Encuestas en mano, y con más juicios por corrupción en ciernes, Rajoy, cuerpo flotante en la España líquida, tiene más motivos que nunca para hacer lo que suele: nada, esperar y ver, hacerse el muerto. Precipitando las elecciones escribiría su epitafio político, mientras que un fracaso del heteróclito frente opositor le permitiría llegar al 2020 y repetir como candidato.
El líquido Albert Rivera preferiría que el sólido Rajoy siguiera hundiéndose en el lodazal de la corrupción, pero sostenerlo tras la condena de la trama Gürtel emborronaría su dialéctica regeneracionista. De derrocarlo junto a la izquierda y encumbrar al Sánchez del «no es no» espantaría al voto conservador. No hay opción buena. La menos mala, elecciones pasado mañana.

Datos disponibles —
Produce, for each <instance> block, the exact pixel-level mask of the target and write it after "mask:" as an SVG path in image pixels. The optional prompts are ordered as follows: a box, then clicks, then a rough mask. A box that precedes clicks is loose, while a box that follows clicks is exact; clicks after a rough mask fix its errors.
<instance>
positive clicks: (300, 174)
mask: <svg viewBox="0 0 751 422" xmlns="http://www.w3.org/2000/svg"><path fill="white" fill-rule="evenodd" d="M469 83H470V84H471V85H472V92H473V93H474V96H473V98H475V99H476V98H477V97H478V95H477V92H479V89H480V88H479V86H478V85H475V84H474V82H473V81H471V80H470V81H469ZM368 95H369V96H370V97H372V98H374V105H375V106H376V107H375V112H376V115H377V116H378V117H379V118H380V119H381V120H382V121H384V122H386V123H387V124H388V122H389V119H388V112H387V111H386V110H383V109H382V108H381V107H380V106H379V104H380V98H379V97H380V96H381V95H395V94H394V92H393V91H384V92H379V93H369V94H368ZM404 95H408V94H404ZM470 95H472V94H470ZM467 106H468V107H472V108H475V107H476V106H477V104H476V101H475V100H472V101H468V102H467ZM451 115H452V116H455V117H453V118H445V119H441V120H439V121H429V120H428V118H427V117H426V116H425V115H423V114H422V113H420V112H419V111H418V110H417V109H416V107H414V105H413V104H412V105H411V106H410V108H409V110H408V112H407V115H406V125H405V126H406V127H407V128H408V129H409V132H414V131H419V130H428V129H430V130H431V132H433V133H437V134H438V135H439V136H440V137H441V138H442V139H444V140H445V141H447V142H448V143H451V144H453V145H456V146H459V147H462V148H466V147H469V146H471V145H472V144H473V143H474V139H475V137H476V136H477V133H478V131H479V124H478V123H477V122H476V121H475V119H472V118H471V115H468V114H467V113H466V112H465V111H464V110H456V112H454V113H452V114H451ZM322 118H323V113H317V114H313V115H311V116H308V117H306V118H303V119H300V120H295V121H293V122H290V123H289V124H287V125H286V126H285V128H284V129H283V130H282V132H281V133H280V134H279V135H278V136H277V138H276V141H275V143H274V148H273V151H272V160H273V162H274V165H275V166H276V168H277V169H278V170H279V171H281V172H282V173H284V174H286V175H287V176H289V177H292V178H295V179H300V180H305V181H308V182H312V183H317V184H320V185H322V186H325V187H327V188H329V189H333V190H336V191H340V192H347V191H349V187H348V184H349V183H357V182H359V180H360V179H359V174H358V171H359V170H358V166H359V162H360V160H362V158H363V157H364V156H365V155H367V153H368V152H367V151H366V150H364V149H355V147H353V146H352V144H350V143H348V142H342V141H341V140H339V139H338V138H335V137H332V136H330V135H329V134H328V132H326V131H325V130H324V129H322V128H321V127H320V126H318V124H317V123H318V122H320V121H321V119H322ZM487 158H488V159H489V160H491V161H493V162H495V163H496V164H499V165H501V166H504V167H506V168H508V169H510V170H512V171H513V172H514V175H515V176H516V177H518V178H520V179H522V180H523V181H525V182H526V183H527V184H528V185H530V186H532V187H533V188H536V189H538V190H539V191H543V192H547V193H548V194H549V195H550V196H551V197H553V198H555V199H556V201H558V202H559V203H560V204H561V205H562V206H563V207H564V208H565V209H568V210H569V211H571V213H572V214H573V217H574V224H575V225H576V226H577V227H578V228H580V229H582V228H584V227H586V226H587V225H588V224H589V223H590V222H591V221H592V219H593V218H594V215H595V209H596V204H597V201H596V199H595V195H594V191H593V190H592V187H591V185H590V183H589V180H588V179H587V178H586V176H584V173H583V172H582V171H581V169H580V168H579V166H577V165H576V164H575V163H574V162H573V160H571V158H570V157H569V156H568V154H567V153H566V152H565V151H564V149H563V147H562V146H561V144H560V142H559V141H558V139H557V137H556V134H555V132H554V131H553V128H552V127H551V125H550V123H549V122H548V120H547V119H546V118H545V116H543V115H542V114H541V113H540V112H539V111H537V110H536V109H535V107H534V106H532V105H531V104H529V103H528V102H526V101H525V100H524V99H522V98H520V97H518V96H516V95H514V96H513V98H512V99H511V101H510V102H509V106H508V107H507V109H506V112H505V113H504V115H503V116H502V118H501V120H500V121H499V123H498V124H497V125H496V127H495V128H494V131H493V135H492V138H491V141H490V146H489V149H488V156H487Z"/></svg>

Preguntas de estudio —
[a] Enumera las personas que el texto sobre Rajoy menciona por su nombre.
[b] Reanuda el texto sobre Rajoy a partir de su última oración.
El material es independiente del texto sobre Rajoy.

Resultados en orden —
[a] Rajoy, Albert Rivera y Sánchez.

[b]
TRILEMA INDEPENDENTISTA
Todo lo contrario que el líder del PSOE, el único con fuerza parlamentaria para deponer a Rajoy pero que necesita pisar la Moncloa un tiempo para desmentir a las encuestas. Podemos, su aliado (circunstancialmente) incondicionalPodemos, no quiere ver urnas ni en pintura, mientras que ERC y PDECat afrontan un trilema diabólico: vengarse de Rajoy, investir al Sánchez del 155 o arriesgarse a entregar el poder a Rivera.
La gran incógnita es el PNV. Aliado del socialismo vasco, no quiere catapultar a Ciudadanos, ni ser el salvavidas de Rajoy, ni arriesgar las regalías que le ha arrancado. Suya será la última palabra en esta España que, de tan líquida, casi parece gaseosa.